# Document source
* * *

Nous sommes dans un salon de l’étage où j’ai de beaux souvenirs d’émotions gastronomiques. Les couleurs très recherchées, les effets théâtraux séduisent l’œil, mais c’est relativement froid. L’ambiance de cette pièce n’est pas décontractée. Je reconnais avec plaisir une belle équipe souriante et la qualité du service reste au plus haut niveau. L’élégance aérienne d’un trois étoiles, ça ne s’oublie pas comme cela.
L’amuse bouche standard est proposé à tous. Je serai le seul à le bouder car manifestement il n’ira pas avec le premier vin qui est un Montrachet Jacques Prieur 1986. J’attends donc le plat. L’entrée, des raviolis de ricotta et d’herbes, bâtonnets de cèpes, beurre fouetté à la sauge, est délicieuse. Une trace trop citronnée va attrister le Montrachet, alors que paradoxalement, les câpres ne le défrisent pas. Ce Montrachet est puissant, riche, chaud en bouche, doré. Il n’a pas la complexité aromatique de certains de ses voisins, sans doute à cause de cette trace citronnée, mais il est solidement structuré et réjouit pleinement car c’est un très grand vin. Ses presque vingt ans lui vont à ravir. Je bois avec un infini plaisir ce grand vin.

* * *

Entrées de pointage d'objets nommés
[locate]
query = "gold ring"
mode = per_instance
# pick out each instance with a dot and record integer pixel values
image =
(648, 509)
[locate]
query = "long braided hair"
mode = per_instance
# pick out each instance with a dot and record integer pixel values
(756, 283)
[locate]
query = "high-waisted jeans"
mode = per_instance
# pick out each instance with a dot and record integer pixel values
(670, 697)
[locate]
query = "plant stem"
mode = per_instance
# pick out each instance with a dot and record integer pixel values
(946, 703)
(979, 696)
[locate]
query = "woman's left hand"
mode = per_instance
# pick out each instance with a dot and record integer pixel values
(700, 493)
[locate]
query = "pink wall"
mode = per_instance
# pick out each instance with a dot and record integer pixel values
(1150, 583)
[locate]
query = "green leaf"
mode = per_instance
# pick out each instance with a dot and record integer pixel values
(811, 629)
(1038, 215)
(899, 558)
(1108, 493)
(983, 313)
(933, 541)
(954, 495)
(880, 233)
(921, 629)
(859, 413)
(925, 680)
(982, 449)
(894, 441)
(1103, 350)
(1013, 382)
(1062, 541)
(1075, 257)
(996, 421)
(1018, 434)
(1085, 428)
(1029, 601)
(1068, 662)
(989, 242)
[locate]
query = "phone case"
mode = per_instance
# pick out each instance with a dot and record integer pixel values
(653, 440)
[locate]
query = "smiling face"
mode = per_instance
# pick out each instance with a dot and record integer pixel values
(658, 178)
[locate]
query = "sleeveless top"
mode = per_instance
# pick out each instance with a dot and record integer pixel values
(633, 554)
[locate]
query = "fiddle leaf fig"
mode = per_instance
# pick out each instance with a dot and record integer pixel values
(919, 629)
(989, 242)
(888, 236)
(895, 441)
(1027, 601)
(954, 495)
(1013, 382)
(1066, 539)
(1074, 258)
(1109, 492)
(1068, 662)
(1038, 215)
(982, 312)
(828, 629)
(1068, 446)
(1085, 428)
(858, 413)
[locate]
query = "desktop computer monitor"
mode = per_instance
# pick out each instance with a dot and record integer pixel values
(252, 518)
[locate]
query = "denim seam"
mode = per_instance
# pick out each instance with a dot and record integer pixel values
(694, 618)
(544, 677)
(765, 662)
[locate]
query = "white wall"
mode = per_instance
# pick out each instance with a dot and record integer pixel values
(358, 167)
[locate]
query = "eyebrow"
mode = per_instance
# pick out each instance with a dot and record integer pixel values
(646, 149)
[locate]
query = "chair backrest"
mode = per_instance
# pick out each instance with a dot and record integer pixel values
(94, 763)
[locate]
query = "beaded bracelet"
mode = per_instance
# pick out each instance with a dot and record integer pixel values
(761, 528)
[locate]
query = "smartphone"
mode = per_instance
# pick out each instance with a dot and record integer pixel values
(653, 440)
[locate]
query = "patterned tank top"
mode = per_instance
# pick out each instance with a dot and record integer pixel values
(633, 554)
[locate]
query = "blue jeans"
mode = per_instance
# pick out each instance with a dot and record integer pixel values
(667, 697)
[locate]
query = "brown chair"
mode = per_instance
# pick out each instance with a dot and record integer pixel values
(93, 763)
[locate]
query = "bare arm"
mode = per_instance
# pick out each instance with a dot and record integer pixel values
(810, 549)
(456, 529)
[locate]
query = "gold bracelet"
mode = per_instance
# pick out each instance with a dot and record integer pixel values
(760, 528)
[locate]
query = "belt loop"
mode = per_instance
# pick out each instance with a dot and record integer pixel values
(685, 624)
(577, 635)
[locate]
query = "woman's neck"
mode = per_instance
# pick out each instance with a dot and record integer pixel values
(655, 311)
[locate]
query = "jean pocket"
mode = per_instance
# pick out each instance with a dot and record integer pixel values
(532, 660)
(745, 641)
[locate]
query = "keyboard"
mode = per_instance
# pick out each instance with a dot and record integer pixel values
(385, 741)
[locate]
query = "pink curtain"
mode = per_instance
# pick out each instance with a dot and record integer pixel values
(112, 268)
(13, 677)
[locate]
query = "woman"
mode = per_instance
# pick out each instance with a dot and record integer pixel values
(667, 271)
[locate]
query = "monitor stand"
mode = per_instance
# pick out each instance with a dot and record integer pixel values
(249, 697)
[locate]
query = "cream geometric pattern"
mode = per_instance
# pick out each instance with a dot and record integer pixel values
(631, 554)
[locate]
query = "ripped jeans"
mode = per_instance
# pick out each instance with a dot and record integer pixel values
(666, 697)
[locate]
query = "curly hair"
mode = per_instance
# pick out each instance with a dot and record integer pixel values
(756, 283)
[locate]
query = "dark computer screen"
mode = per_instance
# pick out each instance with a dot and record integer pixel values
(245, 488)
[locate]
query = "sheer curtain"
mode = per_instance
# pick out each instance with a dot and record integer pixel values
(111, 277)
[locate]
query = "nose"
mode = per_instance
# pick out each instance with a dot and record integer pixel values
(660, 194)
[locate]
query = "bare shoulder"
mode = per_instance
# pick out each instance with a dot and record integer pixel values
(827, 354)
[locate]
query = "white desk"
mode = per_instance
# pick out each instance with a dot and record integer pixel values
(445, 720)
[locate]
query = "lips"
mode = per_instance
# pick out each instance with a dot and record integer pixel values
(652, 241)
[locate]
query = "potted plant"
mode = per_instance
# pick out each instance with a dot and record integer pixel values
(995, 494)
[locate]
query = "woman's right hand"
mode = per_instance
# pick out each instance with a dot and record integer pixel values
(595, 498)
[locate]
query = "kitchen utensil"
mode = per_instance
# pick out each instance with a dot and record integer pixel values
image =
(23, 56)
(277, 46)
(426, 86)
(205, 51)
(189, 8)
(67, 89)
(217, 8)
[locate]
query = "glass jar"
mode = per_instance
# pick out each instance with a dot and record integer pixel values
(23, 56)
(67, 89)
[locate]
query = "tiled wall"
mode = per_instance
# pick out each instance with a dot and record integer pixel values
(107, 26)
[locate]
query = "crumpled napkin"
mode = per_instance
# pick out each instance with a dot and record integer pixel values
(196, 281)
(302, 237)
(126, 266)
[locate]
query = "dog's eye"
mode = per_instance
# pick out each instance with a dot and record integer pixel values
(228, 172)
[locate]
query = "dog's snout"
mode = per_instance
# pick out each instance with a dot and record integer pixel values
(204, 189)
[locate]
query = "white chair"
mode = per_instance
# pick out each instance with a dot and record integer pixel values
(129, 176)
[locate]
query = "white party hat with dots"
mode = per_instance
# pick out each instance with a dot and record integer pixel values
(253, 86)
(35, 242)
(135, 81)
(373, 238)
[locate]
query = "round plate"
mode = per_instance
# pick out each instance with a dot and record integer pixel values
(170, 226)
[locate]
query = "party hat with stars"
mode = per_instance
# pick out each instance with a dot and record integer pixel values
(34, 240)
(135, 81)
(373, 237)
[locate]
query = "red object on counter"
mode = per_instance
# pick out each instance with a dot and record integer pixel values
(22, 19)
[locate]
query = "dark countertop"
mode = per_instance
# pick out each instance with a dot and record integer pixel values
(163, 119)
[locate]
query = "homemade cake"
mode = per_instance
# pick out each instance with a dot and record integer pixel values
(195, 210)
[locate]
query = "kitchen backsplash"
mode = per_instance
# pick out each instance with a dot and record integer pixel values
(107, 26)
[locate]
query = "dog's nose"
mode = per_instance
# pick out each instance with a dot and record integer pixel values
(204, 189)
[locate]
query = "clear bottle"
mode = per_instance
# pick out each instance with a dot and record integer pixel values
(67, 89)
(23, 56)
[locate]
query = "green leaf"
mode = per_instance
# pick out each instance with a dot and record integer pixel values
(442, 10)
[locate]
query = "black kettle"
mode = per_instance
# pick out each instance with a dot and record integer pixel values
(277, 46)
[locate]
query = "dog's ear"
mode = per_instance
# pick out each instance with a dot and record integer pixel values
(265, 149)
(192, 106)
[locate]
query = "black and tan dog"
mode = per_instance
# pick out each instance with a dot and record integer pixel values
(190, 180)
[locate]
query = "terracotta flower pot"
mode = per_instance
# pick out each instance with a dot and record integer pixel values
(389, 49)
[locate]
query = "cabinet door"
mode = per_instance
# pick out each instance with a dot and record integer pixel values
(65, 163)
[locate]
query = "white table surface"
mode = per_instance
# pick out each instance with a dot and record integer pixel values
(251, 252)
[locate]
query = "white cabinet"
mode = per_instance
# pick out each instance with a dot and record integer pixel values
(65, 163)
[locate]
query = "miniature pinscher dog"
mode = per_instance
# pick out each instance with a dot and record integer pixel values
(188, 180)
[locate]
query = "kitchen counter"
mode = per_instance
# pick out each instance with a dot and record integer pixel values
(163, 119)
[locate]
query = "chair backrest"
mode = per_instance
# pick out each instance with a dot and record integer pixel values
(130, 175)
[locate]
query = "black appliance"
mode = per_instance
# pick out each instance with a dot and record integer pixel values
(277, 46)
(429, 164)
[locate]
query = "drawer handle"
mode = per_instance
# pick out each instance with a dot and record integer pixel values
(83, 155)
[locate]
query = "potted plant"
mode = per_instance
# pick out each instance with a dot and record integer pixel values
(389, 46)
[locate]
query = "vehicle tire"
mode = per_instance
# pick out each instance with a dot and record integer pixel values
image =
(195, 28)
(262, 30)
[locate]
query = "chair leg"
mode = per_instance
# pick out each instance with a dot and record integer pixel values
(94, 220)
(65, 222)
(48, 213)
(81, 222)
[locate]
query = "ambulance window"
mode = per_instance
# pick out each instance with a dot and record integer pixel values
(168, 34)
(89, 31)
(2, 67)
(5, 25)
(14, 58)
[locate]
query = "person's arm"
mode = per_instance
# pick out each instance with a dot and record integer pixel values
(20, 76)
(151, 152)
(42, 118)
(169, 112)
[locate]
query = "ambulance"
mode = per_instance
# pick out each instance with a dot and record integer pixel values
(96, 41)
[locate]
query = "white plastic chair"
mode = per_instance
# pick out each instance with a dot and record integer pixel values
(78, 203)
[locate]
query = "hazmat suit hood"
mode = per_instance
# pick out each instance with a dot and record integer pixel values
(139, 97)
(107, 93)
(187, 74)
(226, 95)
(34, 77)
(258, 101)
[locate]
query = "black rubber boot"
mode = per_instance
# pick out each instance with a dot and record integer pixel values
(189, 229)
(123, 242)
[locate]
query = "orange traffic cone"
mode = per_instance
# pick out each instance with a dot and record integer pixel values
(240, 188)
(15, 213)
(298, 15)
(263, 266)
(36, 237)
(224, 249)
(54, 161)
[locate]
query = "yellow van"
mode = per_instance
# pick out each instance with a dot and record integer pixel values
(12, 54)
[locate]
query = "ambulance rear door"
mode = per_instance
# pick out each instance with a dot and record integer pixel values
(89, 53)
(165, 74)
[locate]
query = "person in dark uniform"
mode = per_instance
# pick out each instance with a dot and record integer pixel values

* * *

# Énoncé du problème
Dans le texte sur ce repas gastronomique, quel est le premier vin servi ? Ces enregistrements n'ont aucun lien avec le texte.

# Réponse rédigée
Un Montrachet Jacques Prieur 1986.